Exercise instructions
Go line by line through the entries below and copy those containing the string "common".

Supplied entries
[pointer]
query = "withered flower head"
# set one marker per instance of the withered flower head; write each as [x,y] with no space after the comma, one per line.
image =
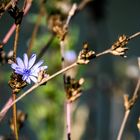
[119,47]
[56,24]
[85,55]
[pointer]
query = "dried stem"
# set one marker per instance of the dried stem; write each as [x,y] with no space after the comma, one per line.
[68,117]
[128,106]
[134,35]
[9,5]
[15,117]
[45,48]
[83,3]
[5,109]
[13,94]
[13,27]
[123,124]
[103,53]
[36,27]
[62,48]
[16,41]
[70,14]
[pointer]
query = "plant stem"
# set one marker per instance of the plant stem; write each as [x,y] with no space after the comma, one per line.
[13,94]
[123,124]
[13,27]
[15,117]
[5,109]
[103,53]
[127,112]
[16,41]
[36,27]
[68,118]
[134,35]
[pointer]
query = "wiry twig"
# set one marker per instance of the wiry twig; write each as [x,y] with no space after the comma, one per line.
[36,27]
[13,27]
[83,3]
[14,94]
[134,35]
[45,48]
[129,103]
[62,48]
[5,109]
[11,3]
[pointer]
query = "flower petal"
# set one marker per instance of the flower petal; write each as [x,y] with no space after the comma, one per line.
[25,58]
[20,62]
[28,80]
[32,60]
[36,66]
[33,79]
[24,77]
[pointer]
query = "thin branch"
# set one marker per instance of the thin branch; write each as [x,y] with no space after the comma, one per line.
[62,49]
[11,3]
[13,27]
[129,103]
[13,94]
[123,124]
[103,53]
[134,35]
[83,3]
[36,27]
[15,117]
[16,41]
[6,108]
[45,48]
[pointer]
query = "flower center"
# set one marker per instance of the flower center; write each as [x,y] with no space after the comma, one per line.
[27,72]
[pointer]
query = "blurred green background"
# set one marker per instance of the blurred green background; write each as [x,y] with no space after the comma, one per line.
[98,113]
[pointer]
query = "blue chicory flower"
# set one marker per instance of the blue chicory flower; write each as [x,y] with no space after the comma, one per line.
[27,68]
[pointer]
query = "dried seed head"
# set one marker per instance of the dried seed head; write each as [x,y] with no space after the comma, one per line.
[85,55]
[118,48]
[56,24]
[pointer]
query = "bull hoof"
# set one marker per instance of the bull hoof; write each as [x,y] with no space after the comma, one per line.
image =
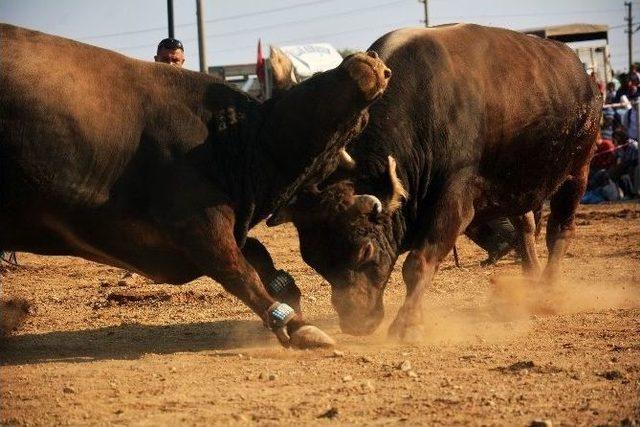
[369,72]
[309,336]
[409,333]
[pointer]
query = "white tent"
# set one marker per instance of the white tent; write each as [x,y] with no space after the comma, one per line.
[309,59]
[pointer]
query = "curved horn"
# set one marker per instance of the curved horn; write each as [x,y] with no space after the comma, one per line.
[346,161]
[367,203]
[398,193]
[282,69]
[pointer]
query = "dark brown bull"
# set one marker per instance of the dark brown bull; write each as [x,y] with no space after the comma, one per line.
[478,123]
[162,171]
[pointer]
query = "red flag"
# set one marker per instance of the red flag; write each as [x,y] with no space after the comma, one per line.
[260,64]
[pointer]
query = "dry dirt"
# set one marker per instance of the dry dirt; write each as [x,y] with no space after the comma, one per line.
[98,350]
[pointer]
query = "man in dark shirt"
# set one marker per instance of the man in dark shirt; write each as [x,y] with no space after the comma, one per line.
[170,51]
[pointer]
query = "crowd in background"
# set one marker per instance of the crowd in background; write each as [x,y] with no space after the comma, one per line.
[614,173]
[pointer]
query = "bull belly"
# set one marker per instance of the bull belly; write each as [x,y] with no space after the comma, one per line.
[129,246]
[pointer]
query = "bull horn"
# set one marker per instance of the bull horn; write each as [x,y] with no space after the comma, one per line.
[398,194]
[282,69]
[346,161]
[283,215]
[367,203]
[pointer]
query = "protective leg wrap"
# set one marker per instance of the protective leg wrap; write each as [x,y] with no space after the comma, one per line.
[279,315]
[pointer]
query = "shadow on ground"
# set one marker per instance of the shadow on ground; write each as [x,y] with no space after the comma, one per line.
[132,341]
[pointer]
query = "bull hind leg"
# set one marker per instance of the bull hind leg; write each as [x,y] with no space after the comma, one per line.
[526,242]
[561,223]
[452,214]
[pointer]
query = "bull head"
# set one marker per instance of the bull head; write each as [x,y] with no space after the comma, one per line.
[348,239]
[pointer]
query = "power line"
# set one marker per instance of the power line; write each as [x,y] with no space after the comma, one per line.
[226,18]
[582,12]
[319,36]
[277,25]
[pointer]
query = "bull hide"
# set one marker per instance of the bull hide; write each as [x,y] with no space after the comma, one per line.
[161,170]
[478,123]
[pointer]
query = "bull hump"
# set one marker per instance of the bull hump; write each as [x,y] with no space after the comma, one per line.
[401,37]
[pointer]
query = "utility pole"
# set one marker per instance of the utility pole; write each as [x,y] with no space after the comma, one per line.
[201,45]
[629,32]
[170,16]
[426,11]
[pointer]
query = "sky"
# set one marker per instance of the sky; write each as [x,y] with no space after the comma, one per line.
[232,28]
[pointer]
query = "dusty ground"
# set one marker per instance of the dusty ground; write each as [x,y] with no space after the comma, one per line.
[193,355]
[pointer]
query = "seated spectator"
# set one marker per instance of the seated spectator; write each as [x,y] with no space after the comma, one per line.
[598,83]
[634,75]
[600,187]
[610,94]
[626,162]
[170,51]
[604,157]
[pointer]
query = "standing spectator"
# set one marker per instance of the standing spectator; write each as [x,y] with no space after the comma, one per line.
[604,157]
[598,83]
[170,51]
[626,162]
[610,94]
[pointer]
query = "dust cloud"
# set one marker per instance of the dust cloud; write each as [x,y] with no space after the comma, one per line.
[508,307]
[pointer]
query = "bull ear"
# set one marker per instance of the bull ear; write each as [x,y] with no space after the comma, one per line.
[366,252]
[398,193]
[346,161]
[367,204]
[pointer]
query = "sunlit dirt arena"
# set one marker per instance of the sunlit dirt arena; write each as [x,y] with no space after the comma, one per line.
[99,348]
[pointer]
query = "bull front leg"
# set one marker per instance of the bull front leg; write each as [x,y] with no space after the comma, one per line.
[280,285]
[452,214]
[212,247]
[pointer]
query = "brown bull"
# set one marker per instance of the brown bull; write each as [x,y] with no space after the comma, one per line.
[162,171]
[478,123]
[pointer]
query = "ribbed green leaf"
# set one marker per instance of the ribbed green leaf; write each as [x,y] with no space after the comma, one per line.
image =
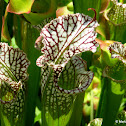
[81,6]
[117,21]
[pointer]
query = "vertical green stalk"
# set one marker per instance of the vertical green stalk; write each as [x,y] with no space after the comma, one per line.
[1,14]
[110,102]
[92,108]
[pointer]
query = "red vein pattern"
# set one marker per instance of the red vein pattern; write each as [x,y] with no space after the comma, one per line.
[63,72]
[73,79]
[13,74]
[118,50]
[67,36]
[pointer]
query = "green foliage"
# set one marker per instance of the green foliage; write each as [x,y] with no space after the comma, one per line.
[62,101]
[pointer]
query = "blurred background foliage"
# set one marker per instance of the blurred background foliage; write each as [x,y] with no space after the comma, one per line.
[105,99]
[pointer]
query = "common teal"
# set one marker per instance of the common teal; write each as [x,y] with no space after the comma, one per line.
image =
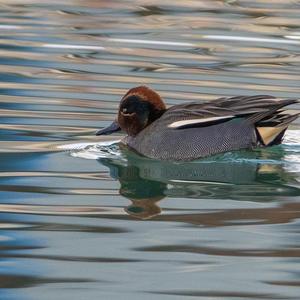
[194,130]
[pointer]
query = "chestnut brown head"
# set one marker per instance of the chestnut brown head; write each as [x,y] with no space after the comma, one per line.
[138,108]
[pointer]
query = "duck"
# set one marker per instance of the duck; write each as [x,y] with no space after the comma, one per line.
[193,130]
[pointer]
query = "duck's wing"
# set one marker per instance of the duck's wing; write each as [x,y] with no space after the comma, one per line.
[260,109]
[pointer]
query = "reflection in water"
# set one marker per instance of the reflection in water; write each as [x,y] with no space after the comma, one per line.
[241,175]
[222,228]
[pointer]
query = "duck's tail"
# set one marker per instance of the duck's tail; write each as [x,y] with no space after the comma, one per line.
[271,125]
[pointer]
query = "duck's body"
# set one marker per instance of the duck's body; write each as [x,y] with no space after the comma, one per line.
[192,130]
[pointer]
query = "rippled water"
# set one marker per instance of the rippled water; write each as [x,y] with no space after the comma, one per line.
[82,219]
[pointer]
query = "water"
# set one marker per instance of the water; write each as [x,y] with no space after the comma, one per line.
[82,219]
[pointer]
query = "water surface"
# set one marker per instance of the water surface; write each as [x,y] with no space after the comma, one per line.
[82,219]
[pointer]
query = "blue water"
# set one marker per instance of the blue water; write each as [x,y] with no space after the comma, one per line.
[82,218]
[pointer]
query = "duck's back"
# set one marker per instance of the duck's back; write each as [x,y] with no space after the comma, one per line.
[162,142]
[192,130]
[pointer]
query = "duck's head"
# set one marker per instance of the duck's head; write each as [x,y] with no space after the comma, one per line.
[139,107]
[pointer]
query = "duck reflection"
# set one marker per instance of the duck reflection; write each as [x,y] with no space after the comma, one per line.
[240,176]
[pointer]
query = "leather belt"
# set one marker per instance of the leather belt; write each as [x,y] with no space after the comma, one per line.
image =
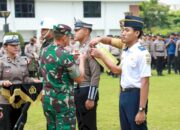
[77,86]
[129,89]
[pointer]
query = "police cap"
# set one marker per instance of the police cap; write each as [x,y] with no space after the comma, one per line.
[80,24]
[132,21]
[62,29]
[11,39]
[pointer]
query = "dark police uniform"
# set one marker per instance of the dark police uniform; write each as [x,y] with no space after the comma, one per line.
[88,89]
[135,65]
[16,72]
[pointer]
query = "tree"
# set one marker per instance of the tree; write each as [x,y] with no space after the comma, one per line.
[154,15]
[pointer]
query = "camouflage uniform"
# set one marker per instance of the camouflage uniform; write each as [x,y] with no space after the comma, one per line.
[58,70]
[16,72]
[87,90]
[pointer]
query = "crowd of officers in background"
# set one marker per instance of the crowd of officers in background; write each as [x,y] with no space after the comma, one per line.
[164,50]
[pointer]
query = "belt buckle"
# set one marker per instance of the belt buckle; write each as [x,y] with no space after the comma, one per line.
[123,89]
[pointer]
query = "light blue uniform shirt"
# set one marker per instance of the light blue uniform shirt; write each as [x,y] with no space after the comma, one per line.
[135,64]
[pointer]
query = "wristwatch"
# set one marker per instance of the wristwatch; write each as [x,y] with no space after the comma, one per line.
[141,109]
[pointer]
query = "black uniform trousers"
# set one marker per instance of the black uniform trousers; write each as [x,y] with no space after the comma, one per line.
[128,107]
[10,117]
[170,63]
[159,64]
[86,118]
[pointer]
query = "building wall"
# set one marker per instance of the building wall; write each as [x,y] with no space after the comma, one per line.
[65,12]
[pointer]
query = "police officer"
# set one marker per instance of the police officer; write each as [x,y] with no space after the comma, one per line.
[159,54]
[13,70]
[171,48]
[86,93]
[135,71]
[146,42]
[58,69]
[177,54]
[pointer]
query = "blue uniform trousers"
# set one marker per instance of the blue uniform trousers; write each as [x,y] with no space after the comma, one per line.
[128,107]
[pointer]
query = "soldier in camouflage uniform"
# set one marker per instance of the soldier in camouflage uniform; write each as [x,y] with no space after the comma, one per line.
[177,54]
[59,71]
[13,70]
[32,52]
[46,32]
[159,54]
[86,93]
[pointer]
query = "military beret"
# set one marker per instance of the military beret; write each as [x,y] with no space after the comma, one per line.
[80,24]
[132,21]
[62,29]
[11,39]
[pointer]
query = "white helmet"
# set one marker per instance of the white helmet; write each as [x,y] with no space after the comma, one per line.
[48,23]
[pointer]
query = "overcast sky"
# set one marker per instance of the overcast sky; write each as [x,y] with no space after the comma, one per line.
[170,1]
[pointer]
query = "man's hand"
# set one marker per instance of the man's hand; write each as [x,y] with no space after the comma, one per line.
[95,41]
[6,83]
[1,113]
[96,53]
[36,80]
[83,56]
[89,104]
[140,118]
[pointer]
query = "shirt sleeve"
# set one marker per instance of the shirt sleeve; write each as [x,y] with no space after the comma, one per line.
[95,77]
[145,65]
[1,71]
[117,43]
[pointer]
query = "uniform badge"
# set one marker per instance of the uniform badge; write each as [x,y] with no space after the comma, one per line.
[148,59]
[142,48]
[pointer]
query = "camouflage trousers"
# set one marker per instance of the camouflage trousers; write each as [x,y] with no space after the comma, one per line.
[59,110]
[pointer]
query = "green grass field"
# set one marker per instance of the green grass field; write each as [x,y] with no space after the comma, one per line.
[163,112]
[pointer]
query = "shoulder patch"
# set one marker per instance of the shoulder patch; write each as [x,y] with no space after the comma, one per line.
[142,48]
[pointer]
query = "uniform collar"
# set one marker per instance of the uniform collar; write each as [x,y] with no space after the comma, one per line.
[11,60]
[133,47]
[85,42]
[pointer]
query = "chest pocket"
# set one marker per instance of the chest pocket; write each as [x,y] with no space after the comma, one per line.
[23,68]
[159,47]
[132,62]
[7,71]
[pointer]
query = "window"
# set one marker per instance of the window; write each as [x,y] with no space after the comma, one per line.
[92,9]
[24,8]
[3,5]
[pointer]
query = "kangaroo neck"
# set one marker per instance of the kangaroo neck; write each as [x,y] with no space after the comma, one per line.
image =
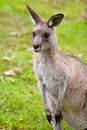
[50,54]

Output of the exercise
query = "common teal"
# set one marker per instance of the common teal; write each as [x,y] with no space after the comma, one per line.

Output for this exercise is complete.